• _Stated problem_: The records below must be output exactly, without pictures.

───── Extracted records

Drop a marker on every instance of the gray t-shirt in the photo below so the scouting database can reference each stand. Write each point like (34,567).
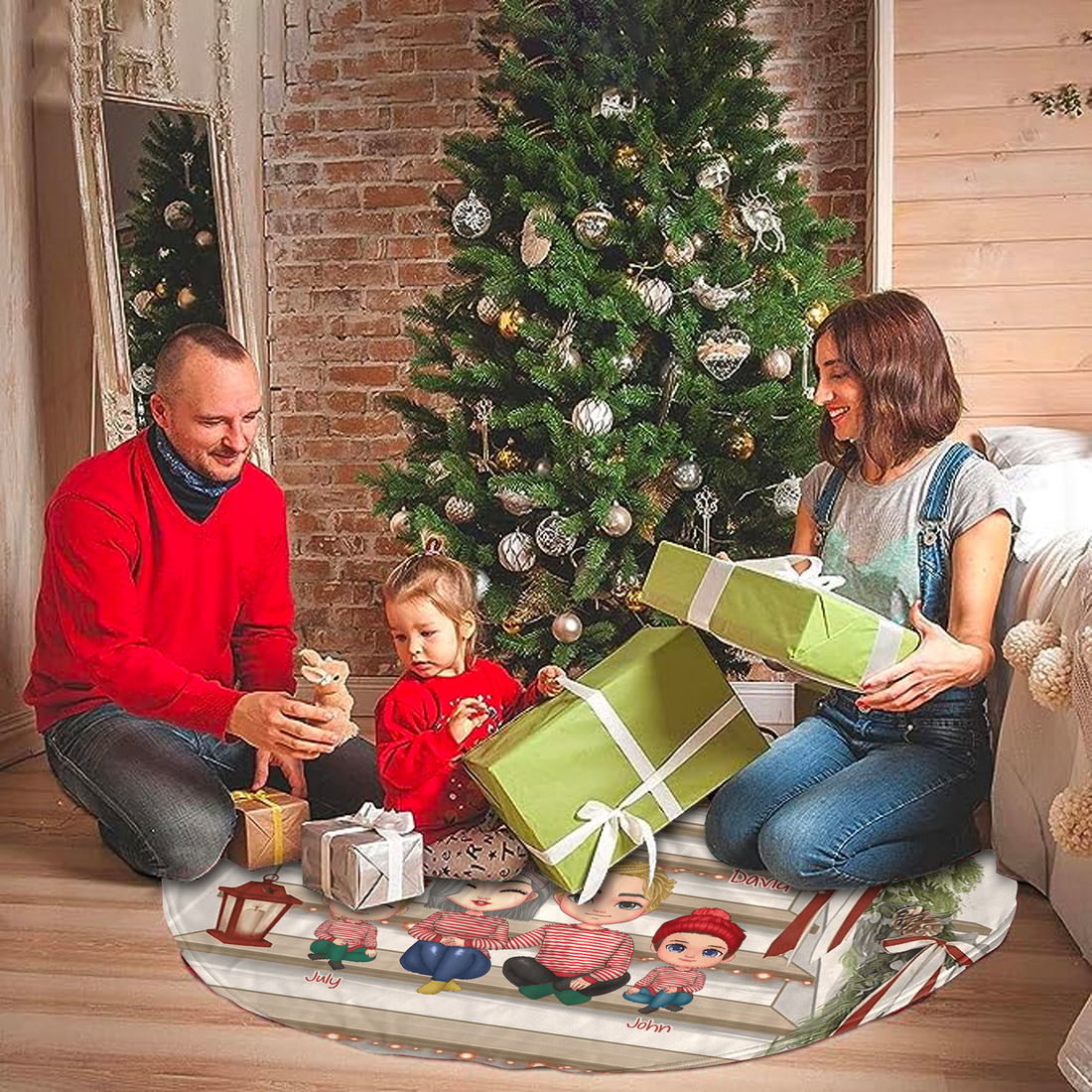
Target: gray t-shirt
(873,536)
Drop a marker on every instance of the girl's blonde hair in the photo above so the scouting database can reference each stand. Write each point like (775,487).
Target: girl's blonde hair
(445,582)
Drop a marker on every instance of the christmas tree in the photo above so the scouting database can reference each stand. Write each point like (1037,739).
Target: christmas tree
(622,359)
(170,257)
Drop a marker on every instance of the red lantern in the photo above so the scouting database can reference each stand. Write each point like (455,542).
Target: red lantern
(249,910)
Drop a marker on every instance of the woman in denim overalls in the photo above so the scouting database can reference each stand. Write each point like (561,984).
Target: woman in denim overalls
(882,786)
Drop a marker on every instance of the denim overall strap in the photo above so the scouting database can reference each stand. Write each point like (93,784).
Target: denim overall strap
(826,504)
(932,561)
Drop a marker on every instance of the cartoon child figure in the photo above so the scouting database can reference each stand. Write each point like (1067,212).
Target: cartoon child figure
(688,945)
(349,934)
(585,959)
(471,917)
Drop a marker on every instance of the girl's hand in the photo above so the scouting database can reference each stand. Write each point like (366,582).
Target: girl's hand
(548,680)
(938,663)
(469,714)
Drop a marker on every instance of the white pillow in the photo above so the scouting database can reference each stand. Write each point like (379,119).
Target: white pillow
(1013,445)
(1052,499)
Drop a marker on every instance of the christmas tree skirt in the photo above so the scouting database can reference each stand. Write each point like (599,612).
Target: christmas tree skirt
(811,964)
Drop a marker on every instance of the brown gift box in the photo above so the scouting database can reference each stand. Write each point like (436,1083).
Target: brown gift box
(269,828)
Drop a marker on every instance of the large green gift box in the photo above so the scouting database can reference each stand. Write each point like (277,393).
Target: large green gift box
(640,738)
(771,611)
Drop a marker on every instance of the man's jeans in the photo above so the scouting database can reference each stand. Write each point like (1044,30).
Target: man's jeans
(162,794)
(852,798)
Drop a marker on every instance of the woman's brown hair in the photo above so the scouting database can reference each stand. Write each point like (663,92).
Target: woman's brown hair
(445,582)
(894,347)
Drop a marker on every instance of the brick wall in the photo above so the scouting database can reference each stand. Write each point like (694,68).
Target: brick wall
(351,139)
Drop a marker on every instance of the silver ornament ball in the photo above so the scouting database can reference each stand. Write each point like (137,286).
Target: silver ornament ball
(618,521)
(567,628)
(776,363)
(687,476)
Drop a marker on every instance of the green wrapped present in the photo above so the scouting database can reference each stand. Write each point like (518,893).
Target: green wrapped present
(585,777)
(770,610)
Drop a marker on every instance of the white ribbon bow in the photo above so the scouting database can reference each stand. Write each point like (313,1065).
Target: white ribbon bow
(609,821)
(390,826)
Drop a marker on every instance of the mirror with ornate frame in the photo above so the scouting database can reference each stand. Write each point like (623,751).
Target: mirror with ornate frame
(159,195)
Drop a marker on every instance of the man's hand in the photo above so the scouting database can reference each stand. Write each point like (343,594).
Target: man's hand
(548,680)
(293,770)
(281,724)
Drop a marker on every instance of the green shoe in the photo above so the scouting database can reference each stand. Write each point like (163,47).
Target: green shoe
(538,991)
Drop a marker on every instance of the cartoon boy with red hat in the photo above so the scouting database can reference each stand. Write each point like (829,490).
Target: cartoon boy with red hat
(688,945)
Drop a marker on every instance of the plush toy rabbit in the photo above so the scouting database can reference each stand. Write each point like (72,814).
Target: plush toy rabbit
(330,677)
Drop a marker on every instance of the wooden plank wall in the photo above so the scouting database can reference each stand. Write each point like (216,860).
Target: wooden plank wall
(993,201)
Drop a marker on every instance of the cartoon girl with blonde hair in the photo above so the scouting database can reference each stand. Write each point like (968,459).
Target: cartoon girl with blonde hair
(470,918)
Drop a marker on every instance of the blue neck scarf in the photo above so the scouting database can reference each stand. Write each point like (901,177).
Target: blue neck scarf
(196,493)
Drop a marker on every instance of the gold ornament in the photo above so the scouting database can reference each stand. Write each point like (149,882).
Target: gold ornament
(509,459)
(510,321)
(816,314)
(741,444)
(626,157)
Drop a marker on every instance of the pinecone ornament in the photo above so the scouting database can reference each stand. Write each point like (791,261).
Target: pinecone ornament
(1026,640)
(1050,677)
(915,921)
(1070,819)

──────────

• _Correct result_:
Drop a marker on every instance of the gray t-shirt in the photo below so the scouting database can reference each stand. Write each point like (34,567).
Target: gray t-shirt
(873,536)
Drop a marker on every instance of the girl's blonde hair in the photo above so the scouting database can reference each stand. Write each point like (775,487).
Target: girl's blonde hair
(445,582)
Drop a marker on every instance of the christmas tree in the photo above so the scouting database can reference each stand. Write each point like (1037,739).
Target: christmas tree
(622,359)
(170,257)
Drop a marker on every instance of the red lantern in the photo above so the scouting database can reference each stand. Write each point like (455,542).
Target: red lantern
(249,910)
Drop a marker on every instance of the woman in denim overalls in the photo above so the scouting database can reference each stand. Write each point like (561,984).
Target: woman in denim overalls
(882,786)
Drop a marker on every instance of the denim overall strap in the photo above so the scouting database can reference each stand. Write each point like (93,784).
Target: denim overall strap
(826,504)
(932,561)
Drop a marker on every instance of the cartoon child figure in the photo above so the scouting database can reference each stand. Write each point like (1067,212).
Target: cartoon child figure
(688,945)
(349,934)
(585,959)
(471,917)
Drop a marker on every instance of the girl's hand in the photo above so the scouting database can reference each stand. Write each point like (366,582).
Target: girl's hand
(548,680)
(938,663)
(469,714)
Drop a marker on every instance of the white pillow in the photo above so the scouting database can reference each stand. Write each point like (379,119).
Target: white pillow
(1013,445)
(1052,499)
Drop a marker on every instance of the christmas tree skirt in the photo above so the scouting database can reference each stand. Write each point like (599,612).
Target: christmas tree skirt
(811,964)
Drop a marker on every instance of the brown gift box in the photo above so the scouting database can reference each stand. Write each point like (436,1083).
Target: brown gift box
(269,828)
Drop a marker on every instance of the large green gift box in the photo above so the scouting database can reference each stand. Write each point like (277,393).
Target: large green gift box
(640,738)
(771,611)
Drop a marker on every instance of the man's jeans in the photo above so the scouting database can reference each stand. Write each point like (1044,30).
Target: man's jeans
(162,794)
(852,798)
Drop a marker on every instance of the woman's brown hair in the photo above so the scouting database can reference each stand. Write each point like (663,92).
Target: woman's brown hair
(445,582)
(894,347)
Drop a marker on every instance of the brick wall in the photo above so the scouting database can reference each stand. Write each point like (694,68).
Target: brick wall
(351,139)
Drop a marker on every instance of the silver ornament ball in the photo above so the scouting database can reference each stand. Write each point like (137,286).
Target: silver ornament ball
(618,521)
(567,628)
(776,363)
(687,476)
Drop a marker on every instance of the green wrapped present in the photo above so the scouting database can reference each stand. Write each point like (518,893).
Target: green wrapped present
(585,777)
(770,610)
Drop a marker on every instance of the white ribbon bow in the photo above so the scouting database can reference each stand. Write each point like (313,1065).
Target: white ribbon bow
(609,821)
(390,826)
Drop a marker on every instance of the mirror with ornate frame in the photo above so the scouting database can reference each stand. Write each point like (623,751).
Target: mirror with ornate frame
(159,195)
Drop a marker on every instance of the man's hand in the photo above so the scouting database can reference each stand. Write each point like (343,594).
Target: man's hand
(548,680)
(293,770)
(281,724)
Drop a marker on every instance of the green shoe in the photo above so the scouting database can reference each stand. Write each point like (163,47).
Target: green shoe
(538,991)
Drop a marker on every instance of the cartoon boy with red hat in the photo above so the scouting database can reference each stand. Write each point like (829,490).
Target: cartoon boy with red hat
(688,945)
Drop a marker on every instance of the plush toy rabbit in the photo above so the scouting database can reference each stand. Write each point like (72,814).
Target: plush toy rabbit
(330,677)
Drop a marker on every instance of the wooden plank wall in the photo above so the scouting database can reference each stand. Write each point like (216,860).
Target: wooden plank wall
(993,201)
Drop a marker on every instance of the cartoon girl with blonde hair in the photo above so the scouting database can reference each stand. Write each point like (968,459).
Target: cartoon girl with blonde hair
(470,918)
Drop a marker on every instance of the blue neck scarf in the photo above so the scouting database can reference each stand. Write each point like (901,177).
Target: blue neck scarf
(196,493)
Drop a marker on every instance of the gold ornament in the photo above so the scouting database can reference each stand. Write each point like (149,882).
Target: gold ornament
(509,459)
(510,321)
(816,314)
(741,444)
(626,157)
Drop a marker on every instance of the pinecone ornament in the photo above so the scouting database can reference each stand. Write each point like (791,261).
Target: pinecone ornament
(1026,640)
(1050,677)
(915,921)
(1070,819)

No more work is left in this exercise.